(Records of labeled points)
-------------------------

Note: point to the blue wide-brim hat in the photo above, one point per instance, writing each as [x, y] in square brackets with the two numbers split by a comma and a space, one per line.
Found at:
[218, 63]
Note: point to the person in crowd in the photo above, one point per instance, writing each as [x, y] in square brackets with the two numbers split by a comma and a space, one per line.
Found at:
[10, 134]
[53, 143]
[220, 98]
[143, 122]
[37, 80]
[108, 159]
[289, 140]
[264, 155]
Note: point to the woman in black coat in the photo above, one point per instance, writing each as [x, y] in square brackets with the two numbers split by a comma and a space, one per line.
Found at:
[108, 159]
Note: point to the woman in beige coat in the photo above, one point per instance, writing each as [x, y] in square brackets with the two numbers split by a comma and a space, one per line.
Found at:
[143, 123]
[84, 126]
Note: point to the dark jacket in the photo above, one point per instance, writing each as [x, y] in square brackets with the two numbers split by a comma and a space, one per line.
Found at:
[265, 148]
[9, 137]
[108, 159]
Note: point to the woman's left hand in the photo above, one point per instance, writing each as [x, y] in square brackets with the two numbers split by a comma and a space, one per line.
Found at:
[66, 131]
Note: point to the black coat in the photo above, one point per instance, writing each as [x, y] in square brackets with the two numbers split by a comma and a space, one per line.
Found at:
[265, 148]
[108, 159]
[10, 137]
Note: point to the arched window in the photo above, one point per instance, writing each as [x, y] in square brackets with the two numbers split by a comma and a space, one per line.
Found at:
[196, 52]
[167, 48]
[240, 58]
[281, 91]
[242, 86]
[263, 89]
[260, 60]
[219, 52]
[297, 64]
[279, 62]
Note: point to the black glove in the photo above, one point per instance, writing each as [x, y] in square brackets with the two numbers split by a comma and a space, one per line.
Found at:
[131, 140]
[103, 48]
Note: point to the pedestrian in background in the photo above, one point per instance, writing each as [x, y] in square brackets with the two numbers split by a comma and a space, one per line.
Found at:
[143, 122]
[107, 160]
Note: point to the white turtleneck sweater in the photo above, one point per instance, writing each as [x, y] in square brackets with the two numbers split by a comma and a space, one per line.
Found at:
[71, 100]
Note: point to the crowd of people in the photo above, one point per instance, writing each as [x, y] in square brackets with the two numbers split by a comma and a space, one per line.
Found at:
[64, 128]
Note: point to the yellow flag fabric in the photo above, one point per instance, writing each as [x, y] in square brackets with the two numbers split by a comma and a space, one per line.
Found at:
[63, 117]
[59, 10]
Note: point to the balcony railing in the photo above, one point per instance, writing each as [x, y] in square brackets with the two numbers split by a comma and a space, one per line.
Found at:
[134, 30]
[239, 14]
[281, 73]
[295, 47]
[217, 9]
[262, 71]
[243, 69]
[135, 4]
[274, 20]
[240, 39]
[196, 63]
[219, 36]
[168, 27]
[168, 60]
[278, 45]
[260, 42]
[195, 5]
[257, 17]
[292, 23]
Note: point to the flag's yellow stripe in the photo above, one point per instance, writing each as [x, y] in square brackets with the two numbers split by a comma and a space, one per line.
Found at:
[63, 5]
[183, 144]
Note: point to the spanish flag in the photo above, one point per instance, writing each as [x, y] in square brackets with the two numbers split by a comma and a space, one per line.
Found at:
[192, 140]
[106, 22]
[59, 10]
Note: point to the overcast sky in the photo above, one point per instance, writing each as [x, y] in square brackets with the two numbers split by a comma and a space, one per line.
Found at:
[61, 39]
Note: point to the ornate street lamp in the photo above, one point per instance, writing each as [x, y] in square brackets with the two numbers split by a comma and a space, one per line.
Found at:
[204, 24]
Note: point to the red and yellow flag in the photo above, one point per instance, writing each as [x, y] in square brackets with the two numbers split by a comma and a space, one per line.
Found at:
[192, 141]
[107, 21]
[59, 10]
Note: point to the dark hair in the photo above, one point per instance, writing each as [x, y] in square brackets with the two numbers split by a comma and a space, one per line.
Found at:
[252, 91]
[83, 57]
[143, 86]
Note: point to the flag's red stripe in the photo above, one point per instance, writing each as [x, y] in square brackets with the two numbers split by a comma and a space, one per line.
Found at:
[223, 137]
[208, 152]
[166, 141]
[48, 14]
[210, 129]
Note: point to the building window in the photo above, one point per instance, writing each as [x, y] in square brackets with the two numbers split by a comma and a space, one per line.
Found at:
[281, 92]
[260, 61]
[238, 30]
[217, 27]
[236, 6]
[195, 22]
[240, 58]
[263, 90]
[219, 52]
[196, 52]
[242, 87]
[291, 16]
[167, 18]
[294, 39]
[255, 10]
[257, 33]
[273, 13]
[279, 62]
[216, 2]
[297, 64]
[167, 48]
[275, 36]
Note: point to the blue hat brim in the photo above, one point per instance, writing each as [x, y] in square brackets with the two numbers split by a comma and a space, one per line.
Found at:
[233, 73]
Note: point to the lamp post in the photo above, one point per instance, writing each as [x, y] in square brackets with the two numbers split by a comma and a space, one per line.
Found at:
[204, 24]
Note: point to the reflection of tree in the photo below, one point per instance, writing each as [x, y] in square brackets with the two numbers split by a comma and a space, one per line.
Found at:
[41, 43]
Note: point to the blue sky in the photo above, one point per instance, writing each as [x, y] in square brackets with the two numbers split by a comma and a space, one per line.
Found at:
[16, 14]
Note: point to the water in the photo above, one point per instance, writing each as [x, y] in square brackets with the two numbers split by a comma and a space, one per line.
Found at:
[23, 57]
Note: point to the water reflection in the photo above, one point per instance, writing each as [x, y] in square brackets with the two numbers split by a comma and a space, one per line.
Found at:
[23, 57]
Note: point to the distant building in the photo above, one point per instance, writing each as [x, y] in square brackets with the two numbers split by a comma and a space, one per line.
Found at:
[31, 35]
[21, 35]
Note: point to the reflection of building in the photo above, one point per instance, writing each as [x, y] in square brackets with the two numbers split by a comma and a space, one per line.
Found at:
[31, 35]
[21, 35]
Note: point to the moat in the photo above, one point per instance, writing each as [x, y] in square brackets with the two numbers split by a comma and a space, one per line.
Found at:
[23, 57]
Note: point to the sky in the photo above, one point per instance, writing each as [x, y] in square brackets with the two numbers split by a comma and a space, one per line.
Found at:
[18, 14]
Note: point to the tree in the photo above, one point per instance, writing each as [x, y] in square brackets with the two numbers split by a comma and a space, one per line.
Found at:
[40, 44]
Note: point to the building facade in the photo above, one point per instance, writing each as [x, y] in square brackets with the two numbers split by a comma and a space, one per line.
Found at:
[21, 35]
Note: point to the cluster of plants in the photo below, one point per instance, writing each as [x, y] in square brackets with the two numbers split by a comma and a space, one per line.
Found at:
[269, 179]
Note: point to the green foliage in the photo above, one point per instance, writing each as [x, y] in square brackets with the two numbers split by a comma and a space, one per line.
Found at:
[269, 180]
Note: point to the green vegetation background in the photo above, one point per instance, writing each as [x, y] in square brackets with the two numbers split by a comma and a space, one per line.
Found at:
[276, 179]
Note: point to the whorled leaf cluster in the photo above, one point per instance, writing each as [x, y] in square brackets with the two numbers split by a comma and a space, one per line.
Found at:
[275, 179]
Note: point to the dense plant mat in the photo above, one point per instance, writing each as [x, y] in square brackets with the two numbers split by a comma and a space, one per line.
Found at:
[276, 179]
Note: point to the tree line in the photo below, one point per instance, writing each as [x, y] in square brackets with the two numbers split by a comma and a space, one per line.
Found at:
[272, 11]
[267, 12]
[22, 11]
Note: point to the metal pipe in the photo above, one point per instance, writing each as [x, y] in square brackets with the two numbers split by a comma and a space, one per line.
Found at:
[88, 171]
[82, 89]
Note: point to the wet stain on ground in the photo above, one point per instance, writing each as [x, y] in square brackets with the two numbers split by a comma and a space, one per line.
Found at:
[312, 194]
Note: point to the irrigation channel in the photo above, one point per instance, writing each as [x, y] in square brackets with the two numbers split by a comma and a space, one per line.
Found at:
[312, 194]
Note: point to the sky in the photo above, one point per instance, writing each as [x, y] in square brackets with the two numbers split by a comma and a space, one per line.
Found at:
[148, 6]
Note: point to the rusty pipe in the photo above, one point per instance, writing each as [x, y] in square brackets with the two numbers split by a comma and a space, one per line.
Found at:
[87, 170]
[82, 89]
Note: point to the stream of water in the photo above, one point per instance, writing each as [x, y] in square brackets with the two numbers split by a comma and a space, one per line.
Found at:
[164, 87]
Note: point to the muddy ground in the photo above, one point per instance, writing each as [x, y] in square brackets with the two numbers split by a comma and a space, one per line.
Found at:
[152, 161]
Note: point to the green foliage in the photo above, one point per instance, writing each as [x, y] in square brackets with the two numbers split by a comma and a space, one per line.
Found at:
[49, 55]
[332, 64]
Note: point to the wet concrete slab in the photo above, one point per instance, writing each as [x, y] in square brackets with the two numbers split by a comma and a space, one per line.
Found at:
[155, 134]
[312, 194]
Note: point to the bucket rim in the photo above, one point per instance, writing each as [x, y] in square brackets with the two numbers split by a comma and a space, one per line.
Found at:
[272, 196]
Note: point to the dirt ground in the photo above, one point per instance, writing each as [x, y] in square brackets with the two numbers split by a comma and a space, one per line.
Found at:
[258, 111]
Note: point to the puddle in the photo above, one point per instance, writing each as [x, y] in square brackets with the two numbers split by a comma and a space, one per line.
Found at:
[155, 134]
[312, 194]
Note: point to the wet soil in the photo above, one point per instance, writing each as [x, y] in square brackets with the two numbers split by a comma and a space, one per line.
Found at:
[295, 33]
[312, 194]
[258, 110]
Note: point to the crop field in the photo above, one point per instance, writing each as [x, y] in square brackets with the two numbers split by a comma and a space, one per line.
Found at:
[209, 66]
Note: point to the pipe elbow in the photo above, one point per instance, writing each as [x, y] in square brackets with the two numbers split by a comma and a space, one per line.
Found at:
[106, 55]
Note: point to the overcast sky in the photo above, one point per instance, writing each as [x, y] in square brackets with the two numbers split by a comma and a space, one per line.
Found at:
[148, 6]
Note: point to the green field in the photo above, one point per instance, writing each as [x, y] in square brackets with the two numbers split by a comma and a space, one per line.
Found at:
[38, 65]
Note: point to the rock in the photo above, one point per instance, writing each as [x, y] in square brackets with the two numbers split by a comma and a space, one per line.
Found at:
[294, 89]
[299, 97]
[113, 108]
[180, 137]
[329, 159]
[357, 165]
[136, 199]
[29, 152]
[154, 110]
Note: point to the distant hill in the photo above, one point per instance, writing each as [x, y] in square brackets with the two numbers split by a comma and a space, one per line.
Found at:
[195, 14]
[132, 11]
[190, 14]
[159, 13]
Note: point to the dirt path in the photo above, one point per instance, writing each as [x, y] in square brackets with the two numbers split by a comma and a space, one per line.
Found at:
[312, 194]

-------------------------

◆ **What the task asks**: Repeat exactly, and only, the lines from the line with "Note: point to the distant hill" through the end of the listing above, both ends included.

◆ **Solution to the exercise**:
Note: point to the distant hill in the photo above, one point per instance, writing each as [x, y] in square brackets with the two numbers split by a comma and a space, one per line.
Found at:
[195, 14]
[132, 11]
[190, 14]
[159, 13]
Note: point to the dirt path in the photo above, one point per instance, writing each as [x, y] in square brackets with the two numbers split by a comma and a space, one per line.
Found at:
[312, 194]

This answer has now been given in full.